SUPPLIED TEXT =
(begin)
An Inkatha Freedom Party supporter runs back from the dividing line between political factions after emptying his AK-47 ammunition clip towards the homes of African National Congress supporters in Umlazi Township. Eight thousand IFP fighters received training in the Caprivi Strip from elements of the South African police and military. There are still arms caches buried across KwaZulu-Natal that have not yet been unearthed despite a massive one discovered and destroyed in 1999. Photo Greg Marinovich

The hills of Zululand had long been nourished with blood; the Hostel War that raged across the Reef in the 1990s was a more complicated rendition of the conflict that had torn across the Zulu heartland the decade before. Neighbour pitted against neighbour; father turned against brother as people had to choose between the conservative tribal homeland regime of Inkatha and the non-racial/non-tribally identifying ANC. It was never that clear cut, but many, many died.
(end)
GOALS =
a - Answer these questions using the Zululand text:
(i) How many IFP fighters received training in the Caprivi Strip?
(ii) In what year was a massive arms cache discovered and destroyed?
(iii) Across what area did the Hostel War rage in the 1990s?
b - Retype the Zululand text without changes, everything from "The hills of" down to "many, many died.".

DATA LINES =
(begin)
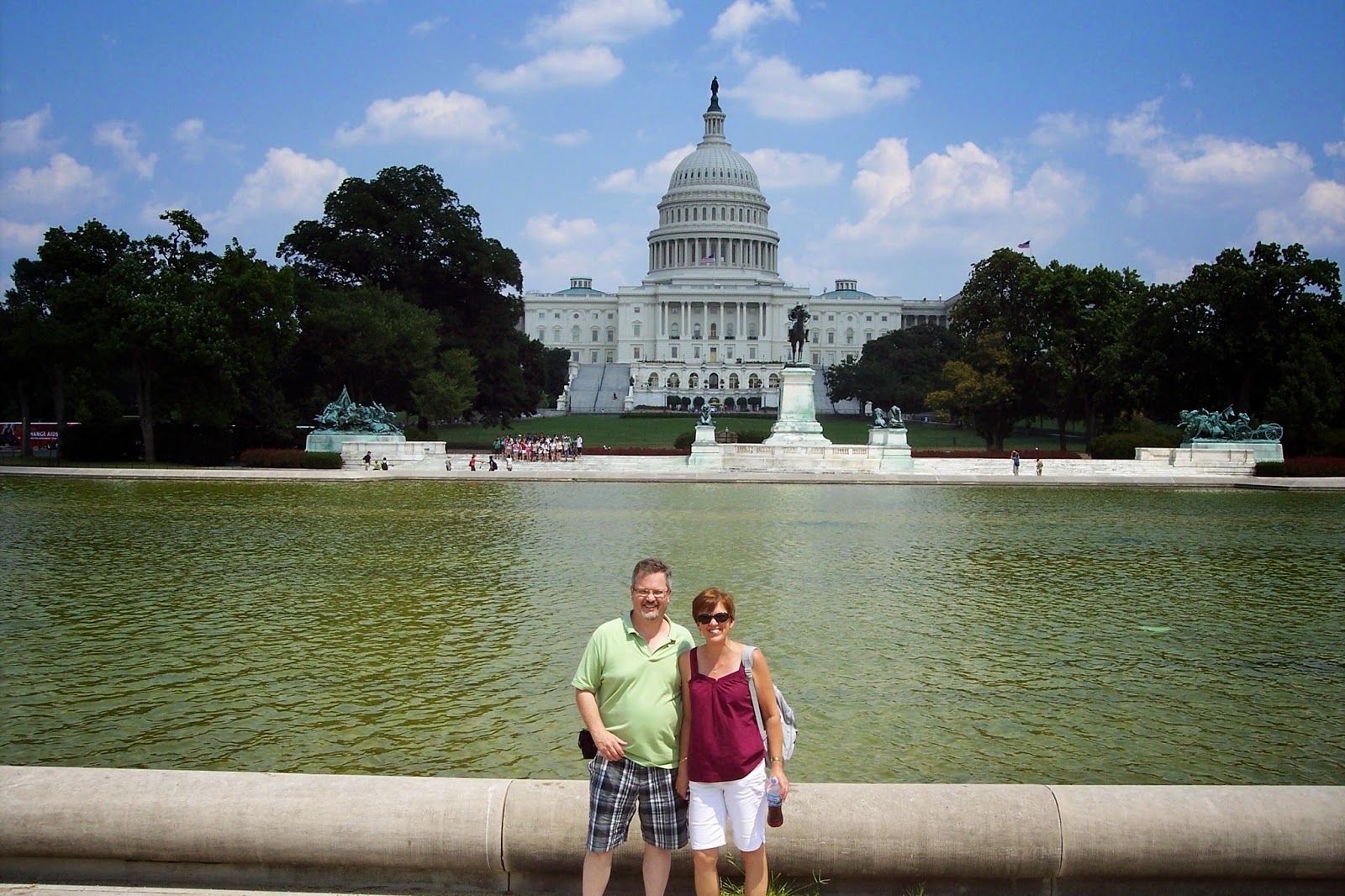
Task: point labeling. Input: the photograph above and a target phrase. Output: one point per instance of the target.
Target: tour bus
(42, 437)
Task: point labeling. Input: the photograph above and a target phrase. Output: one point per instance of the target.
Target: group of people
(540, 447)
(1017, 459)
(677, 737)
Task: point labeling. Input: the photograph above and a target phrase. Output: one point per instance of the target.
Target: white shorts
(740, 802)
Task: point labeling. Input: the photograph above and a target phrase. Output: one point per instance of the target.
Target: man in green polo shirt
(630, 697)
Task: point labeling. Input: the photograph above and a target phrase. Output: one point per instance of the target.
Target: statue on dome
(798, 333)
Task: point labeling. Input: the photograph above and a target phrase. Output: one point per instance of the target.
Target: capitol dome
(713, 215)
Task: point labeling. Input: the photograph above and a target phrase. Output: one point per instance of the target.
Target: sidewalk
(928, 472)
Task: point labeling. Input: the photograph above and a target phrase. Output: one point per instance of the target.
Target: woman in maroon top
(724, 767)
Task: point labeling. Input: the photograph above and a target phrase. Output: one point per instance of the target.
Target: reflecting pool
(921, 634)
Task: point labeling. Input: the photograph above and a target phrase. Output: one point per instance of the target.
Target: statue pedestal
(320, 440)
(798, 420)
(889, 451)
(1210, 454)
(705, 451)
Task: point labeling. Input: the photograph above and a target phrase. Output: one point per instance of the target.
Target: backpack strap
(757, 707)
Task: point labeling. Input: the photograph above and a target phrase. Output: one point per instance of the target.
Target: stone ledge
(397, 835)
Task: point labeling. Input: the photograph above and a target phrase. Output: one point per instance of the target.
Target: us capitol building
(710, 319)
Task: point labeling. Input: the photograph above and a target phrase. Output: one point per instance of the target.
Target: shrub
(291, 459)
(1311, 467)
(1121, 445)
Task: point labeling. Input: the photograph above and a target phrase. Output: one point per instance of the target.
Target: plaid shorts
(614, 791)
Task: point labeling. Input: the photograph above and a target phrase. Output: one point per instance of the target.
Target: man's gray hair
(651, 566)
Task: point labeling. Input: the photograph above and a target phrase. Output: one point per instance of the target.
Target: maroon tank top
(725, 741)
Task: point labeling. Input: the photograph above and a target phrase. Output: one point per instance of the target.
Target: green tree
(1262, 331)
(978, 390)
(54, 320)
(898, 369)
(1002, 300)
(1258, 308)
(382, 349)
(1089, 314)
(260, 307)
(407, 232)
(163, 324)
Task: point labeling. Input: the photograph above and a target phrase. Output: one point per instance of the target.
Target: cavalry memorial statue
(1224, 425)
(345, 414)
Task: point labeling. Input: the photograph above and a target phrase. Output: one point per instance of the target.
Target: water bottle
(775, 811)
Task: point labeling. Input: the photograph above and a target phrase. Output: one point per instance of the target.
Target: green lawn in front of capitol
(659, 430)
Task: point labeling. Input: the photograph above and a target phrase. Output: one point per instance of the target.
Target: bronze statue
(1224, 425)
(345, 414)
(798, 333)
(end)
(begin)
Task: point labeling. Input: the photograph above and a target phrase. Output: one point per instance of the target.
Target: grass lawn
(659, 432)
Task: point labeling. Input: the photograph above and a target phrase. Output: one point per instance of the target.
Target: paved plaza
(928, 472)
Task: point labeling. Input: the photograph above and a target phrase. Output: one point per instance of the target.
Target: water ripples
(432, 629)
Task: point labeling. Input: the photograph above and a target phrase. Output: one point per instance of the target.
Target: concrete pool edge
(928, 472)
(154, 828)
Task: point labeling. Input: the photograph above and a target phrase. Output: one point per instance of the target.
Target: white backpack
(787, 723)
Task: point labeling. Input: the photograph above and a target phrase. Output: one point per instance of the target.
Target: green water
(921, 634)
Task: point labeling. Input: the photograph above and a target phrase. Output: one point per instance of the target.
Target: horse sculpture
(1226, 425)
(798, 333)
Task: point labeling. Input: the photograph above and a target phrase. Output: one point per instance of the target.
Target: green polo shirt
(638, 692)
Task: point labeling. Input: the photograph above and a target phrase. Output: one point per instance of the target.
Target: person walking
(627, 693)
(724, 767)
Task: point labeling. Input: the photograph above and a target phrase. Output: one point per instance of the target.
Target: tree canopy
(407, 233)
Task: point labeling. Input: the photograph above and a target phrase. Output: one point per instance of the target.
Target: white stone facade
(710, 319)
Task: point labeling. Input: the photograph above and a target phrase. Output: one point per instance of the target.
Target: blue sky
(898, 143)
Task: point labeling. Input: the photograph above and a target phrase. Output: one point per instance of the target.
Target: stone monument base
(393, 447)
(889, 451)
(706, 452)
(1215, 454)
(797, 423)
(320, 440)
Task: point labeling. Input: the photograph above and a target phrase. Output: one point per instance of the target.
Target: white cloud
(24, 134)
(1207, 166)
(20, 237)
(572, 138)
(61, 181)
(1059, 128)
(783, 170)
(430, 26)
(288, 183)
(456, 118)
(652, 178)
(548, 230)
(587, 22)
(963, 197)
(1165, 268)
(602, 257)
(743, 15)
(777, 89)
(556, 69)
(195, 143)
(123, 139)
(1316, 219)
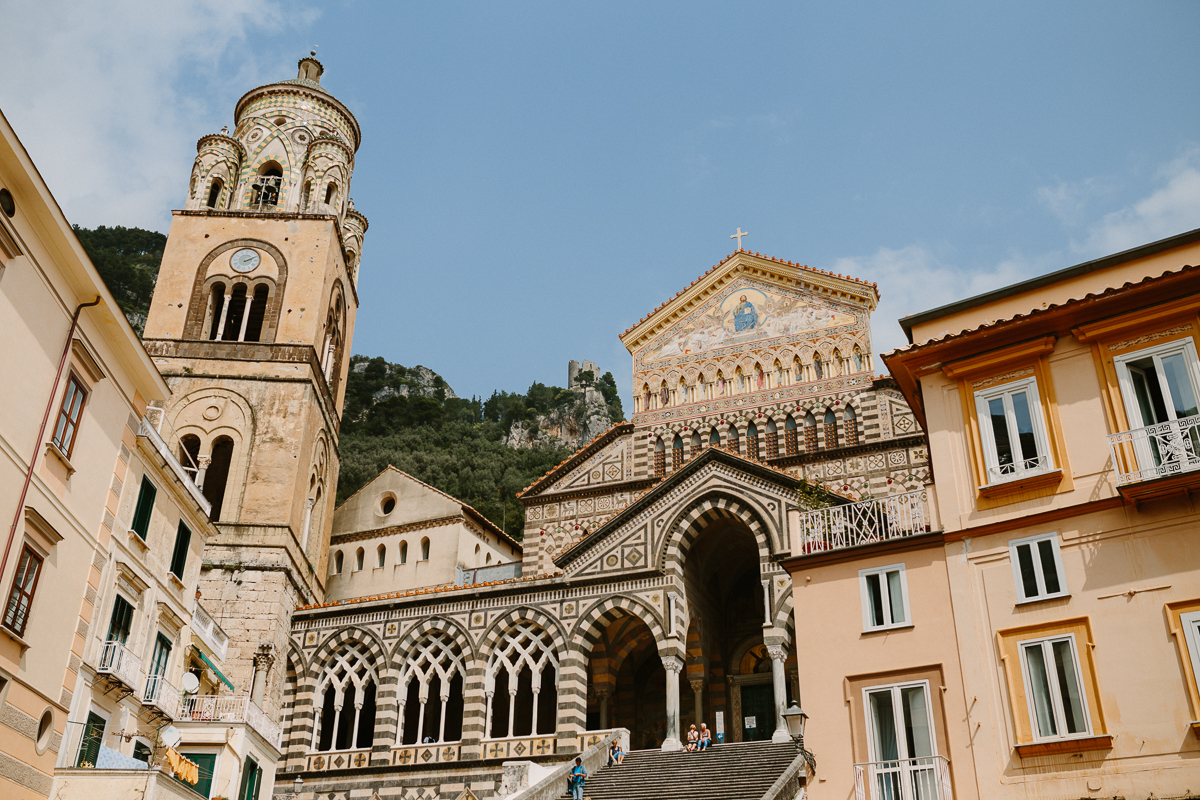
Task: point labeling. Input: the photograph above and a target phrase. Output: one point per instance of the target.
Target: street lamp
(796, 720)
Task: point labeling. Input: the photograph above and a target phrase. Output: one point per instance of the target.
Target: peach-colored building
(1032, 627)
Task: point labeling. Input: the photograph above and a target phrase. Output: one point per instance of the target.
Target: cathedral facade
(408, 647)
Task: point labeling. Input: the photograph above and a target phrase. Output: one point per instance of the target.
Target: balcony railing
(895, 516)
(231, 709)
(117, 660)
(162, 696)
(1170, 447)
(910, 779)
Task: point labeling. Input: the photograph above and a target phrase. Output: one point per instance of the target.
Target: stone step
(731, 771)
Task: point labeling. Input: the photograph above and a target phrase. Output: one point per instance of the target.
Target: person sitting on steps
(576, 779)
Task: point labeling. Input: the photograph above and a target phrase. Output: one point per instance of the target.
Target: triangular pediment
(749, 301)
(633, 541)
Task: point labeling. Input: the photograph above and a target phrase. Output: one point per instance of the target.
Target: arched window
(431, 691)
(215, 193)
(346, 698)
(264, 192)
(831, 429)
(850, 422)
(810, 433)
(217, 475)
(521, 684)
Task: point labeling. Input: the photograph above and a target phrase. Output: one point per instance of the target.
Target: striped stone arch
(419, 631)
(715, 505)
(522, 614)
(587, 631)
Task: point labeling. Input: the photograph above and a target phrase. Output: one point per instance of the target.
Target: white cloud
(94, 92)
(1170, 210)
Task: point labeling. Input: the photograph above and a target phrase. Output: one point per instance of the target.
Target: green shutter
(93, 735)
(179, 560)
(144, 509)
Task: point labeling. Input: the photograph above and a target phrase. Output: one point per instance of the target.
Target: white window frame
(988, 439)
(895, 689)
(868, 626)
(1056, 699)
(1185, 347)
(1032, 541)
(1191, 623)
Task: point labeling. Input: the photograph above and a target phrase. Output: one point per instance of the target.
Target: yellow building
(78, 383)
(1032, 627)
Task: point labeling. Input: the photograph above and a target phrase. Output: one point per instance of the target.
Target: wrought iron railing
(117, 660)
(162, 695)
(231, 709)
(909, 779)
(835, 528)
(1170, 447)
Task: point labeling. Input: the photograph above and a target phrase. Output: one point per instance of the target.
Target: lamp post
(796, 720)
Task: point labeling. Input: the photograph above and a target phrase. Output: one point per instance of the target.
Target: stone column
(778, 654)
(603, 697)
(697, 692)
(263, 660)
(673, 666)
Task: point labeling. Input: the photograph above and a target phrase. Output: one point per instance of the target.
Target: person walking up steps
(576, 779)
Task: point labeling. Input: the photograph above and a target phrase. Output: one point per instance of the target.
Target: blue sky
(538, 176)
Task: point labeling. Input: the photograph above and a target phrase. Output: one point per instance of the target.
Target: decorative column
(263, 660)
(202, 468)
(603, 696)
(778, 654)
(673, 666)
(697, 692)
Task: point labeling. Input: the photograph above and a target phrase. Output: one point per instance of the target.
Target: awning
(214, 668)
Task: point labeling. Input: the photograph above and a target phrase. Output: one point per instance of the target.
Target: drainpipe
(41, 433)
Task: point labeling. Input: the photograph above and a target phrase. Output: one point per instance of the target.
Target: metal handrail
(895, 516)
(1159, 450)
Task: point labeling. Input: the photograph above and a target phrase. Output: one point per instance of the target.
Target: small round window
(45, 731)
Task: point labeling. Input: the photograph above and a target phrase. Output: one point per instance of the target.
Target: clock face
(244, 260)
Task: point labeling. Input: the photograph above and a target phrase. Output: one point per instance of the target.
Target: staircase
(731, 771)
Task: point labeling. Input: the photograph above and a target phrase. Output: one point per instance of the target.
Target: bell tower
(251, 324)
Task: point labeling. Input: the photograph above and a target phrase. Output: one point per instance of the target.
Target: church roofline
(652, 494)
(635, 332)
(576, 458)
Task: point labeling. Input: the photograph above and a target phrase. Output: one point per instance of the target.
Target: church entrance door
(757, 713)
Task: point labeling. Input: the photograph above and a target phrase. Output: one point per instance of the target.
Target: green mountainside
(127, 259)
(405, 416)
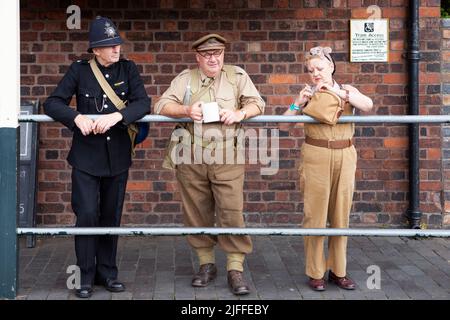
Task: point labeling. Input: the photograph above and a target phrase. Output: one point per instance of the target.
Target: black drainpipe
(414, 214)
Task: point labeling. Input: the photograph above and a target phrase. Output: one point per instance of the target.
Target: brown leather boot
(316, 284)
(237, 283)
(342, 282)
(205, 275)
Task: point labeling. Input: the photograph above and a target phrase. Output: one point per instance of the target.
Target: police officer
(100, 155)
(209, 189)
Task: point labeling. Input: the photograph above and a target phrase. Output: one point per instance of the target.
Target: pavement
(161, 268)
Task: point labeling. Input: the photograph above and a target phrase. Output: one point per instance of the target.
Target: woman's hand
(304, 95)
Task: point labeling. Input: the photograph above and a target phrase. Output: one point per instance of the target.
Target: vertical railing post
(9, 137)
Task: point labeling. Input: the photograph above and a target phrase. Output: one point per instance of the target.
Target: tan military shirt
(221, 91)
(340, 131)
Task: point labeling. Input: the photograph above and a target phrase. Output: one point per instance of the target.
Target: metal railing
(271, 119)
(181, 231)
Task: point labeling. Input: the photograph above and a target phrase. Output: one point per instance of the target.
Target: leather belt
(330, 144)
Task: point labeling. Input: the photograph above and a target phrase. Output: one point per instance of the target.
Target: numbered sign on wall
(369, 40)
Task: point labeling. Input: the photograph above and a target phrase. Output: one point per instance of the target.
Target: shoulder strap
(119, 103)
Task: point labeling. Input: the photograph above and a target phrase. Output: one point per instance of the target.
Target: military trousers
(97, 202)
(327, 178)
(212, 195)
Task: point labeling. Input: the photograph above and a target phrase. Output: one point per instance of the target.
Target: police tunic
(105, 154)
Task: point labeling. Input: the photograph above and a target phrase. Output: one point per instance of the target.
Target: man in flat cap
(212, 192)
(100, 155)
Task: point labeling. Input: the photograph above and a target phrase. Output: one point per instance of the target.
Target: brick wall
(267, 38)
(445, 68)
(end)
(begin)
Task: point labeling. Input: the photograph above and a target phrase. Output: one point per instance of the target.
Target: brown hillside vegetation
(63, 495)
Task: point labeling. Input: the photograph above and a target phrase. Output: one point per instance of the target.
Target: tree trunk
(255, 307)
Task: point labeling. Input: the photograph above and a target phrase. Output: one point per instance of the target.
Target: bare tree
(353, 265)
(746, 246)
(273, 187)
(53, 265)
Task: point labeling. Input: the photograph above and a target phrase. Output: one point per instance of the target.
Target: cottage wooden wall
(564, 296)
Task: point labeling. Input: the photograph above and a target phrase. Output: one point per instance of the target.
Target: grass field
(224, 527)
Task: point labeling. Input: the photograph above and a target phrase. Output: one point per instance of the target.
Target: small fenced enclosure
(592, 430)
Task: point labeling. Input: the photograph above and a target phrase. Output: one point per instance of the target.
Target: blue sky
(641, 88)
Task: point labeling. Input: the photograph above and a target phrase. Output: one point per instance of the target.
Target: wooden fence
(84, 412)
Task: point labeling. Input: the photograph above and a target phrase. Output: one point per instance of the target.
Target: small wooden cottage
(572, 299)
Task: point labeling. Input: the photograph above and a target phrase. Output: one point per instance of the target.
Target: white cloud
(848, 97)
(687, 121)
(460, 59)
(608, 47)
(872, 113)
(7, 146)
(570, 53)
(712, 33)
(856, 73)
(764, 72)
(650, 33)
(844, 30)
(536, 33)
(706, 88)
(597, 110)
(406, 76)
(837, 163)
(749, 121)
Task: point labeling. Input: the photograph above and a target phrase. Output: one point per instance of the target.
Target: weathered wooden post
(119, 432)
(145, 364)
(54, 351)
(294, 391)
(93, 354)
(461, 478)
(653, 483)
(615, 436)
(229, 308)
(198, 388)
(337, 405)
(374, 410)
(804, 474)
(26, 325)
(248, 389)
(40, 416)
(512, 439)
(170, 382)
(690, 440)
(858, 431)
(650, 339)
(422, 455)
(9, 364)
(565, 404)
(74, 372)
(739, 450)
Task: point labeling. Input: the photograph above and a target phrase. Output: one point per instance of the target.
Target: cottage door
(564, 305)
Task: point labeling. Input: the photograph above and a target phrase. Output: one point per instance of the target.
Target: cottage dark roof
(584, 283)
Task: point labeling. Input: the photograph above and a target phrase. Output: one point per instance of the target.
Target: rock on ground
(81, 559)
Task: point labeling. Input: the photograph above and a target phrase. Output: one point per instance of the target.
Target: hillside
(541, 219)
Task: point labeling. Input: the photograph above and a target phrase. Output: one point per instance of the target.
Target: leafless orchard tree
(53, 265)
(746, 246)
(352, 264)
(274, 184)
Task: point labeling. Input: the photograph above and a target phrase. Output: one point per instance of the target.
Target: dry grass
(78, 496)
(end)
ANSWERS FOR THE EXERCISE =
a -
(i) Eight thousand
(ii) 1999
(iii) The Reef

b -
The hills of Zululand had long been nourished with blood; the Hostel War that raged across the Reef in the 1990s was a more complicated rendition of the conflict that had torn across the Zulu heartland the decade before. Neighbour pitted against neighbour; father turned against brother as people had to choose between the conservative tribal homeland regime of Inkatha and the non-racial/non-tribally identifying ANC. It was never that clear cut, but many, many died.